*Exercises to complete*
[a] Please write out a passage from the patch review email word for word. Begin at the words that have "From: Laurenz Albe" and stop after "the Postgres Way.".
[b] Answer these questions from the patch review email:
(i) Who sent the message?
(ii) According to the quoted patch description, which two sets of docs does the patch expand?
(iii) On what date did Craig Ringer write the quoted message?

*Document passage*
━━━━━━━━━━━━━━━━━━━━━━━━━━━━━━

Re: [PATCH] More docs on what to do and not do in extension code

From: Laurenz Albe <laurenz(dot)albe(at)cybertec(dot)at>
To: Craig Ringer <craig(dot)ringer(at)enterprisedb(dot)com>, pgsql-hackers <pgsql-hackers(at)postgresql(dot)org>
Subject: Re: [PATCH] More docs on what to do and not do in extension code
Date: 2021-05-30 11:19:55
Message-ID: 07de8fed255f31aa2dfda8efbe839df463f143c6.camel@cybertec.at
Views: Raw Message | Whole Thread | Download mbox | Resend email
Thread:
Lists: pgsql-hackers

On Mon, 2021-01-18 at 15:56 +0800, Craig Ringer wrote:
> The attached patch expands the xfunc docs and bgworker docs a little, providing a starting point for developers
> to learn how to do some common tasks the Postgres Way.

I like these changes!

Here is a review:

+ <para>
+ See <xref linkend="xfunc-shared-addin"/> for information on how to
+ request extension shared memory allocations, <literal>LWLock</literal>s,
+ etc.

━━━━━━━━━━━━━━━━━━━━━━━━━━━━━━

*Data lines*
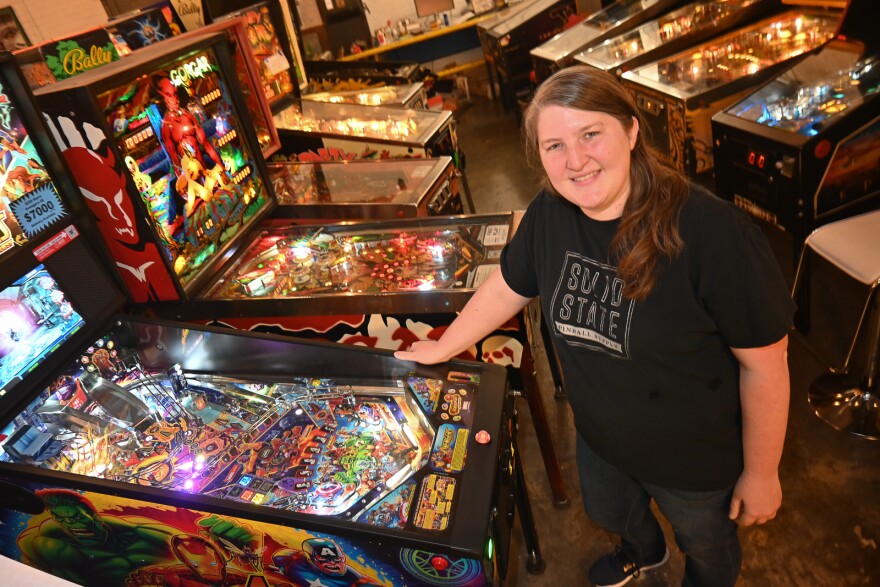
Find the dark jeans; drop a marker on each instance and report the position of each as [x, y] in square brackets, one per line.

━━━━━━━━━━━━━━━━━━━━━━━━━━━━━━

*Completed exercise*
[a]
From: Laurenz Albe <laurenz(dot)albe(at)cybertec(dot)at>
To: Craig Ringer <craig(dot)ringer(at)enterprisedb(dot)com>, pgsql-hackers <pgsql-hackers(at)postgresql(dot)org>
Subject: Re: [PATCH] More docs on what to do and not do in extension code
Date: 2021-05-30 11:19:55
Message-ID: 07de8fed255f31aa2dfda8efbe839df463f143c6.camel@cybertec.at
Views: Raw Message | Whole Thread | Download mbox | Resend email
Thread:
Lists: pgsql-hackers

On Mon, 2021-01-18 at 15:56 +0800, Craig Ringer wrote:
> The attached patch expands the xfunc docs and bgworker docs a little, providing a starting point for developers
> to learn how to do some common tasks the Postgres Way.

[b]
(i) Laurenz Albe
(ii) The xfunc docs and the bgworker docs
(iii) Monday, 2021-01-18